_What to do_: List each line in the entries below that contains the word "yellow", copying every such line in full.

-------- Material for this task --------

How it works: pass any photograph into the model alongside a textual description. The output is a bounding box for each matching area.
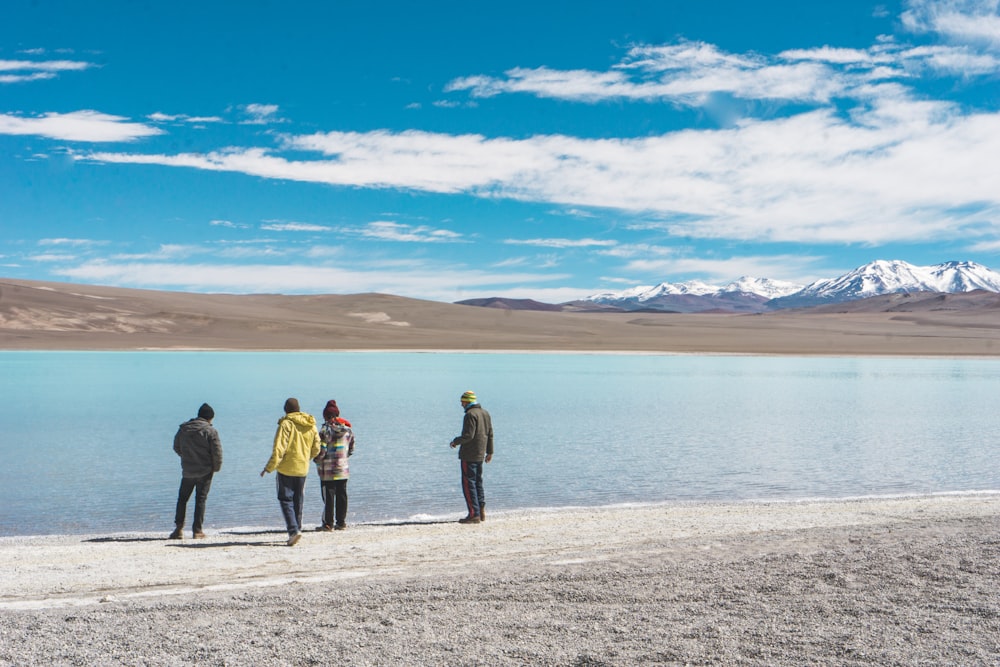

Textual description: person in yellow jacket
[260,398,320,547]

--------
-------- Material for this task --------

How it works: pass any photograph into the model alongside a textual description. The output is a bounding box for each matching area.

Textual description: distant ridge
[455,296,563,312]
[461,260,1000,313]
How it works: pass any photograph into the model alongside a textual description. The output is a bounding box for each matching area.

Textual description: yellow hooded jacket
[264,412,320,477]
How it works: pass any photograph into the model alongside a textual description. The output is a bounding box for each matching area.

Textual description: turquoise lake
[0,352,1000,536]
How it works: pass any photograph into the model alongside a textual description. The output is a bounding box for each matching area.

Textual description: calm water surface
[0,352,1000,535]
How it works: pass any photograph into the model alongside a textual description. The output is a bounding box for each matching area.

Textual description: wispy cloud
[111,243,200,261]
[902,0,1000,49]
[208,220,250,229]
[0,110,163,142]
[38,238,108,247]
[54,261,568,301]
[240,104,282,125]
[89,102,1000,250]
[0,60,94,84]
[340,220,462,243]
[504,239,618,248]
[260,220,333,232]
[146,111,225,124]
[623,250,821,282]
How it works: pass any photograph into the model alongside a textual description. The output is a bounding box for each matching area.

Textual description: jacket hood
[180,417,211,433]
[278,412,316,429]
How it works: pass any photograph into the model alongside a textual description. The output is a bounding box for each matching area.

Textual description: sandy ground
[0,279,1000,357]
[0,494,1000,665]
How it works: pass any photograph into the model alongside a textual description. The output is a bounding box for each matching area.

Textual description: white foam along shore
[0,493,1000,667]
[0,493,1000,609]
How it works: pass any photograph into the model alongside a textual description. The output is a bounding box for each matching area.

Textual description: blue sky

--------
-------- Material for this task --------

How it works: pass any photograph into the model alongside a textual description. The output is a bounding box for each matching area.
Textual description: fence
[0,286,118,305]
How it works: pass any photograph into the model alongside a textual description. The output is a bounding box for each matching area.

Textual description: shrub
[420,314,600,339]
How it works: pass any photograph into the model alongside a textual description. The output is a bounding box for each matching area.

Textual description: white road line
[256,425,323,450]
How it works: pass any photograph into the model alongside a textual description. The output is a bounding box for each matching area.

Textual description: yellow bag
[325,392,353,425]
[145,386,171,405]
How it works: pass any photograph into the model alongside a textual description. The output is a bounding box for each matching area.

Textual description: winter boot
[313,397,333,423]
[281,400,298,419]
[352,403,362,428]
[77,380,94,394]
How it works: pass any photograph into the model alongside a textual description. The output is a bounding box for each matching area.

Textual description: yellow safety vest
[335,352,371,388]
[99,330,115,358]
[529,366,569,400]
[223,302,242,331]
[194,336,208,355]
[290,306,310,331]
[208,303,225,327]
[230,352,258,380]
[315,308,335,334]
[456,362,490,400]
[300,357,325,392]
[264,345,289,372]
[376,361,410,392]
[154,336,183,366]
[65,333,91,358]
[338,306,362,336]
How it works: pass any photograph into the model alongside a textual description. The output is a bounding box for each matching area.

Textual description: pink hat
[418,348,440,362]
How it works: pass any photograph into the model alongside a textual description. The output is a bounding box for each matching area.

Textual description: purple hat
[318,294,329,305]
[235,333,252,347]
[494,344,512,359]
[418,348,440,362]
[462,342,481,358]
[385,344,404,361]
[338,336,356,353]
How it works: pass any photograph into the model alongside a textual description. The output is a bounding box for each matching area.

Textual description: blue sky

--------

_Final answer_:
Textual description: person in yellow jacket
Textual description: yellow hooded jacket
Textual description: yellow bag
Textual description: yellow safety vest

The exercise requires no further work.